*Provided text*:
Cameron Hargreaves (born 1 December 1998) is an English professional footballer who plays as a midfielder for National League North club King's Lynn Town.

Career

Exeter City 
Hargreaves began his career in the youth academy at Exeter City. He was released by the club in May 2017.

Bristol Rovers 
In April 2017, Hargreaves agreed terms to join Bristol Rovers upon the expiration of his contract with Exeter City. In July 2017, he joined the first team during a pre-season camp in Portugal.

On 29 August 2017, he made his professional debut replacing Liam Sercombe in the 83rd minute of a 5–1 EFL Trophy victory against Wycombe Wanderers. On 31 October, he replaced Ryan Broom in the 66th minute of a 3–1 defeat to West Ham United Under-23s in the same competition. On 29 November 2018, Hargreaves was loaned out to Hungerford Town for the rest of 2018. The deal was later extended for the rest of the season.

*Set task*: Reproduce word for word the part of the passage on Cameron Hargreaves that opens with the words containing "Cameron Hargreaves (born" and closes with "in May 2017.". The items that come next play no role here.

*Dataset records*:
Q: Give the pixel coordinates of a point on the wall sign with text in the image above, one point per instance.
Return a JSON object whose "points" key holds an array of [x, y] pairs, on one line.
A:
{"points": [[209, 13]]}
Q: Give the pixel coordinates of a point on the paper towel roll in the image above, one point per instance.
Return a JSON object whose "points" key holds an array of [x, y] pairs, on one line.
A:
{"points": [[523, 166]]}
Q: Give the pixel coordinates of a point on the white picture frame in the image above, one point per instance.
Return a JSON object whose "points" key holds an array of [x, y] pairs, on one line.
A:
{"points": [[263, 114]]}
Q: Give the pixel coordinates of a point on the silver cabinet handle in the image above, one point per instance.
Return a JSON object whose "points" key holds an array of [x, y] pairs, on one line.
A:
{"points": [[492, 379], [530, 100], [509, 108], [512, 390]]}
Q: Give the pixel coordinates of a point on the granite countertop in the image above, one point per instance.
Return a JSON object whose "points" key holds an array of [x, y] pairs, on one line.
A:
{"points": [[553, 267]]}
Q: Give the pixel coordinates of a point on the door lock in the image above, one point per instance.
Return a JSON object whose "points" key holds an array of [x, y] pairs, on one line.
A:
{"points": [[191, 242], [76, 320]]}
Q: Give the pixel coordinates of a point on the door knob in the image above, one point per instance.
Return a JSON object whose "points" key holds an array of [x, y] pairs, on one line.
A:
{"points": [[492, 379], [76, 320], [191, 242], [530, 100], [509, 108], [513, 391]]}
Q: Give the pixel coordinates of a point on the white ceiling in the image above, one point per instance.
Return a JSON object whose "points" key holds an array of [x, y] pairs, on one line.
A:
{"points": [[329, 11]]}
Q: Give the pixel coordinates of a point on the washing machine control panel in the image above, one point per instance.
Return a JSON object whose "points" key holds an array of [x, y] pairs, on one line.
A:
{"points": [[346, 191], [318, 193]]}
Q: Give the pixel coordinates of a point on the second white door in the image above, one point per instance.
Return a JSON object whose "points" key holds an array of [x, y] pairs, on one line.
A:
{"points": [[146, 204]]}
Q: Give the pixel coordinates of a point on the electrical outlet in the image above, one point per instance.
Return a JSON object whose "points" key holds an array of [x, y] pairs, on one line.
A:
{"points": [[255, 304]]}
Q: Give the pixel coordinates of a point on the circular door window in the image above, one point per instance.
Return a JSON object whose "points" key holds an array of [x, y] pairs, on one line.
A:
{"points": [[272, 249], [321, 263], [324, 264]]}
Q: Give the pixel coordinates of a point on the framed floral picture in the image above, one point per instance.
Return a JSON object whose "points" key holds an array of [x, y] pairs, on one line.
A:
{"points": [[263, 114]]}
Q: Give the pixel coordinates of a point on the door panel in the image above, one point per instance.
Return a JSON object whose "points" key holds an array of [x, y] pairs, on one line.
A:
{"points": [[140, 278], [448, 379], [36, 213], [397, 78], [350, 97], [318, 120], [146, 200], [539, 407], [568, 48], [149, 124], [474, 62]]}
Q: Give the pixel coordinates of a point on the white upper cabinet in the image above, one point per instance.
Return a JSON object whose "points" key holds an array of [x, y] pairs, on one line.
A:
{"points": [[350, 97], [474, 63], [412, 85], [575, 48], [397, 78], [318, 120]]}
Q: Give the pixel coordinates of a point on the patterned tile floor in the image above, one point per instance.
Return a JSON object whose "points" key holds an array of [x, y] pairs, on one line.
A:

*Output for this exercise*:
Cameron Hargreaves (born 1 December 1998) is an English professional footballer who plays as a midfielder for National League North club King's Lynn Town.

Career

Exeter City 
Hargreaves began his career in the youth academy at Exeter City. He was released by the club in May 2017.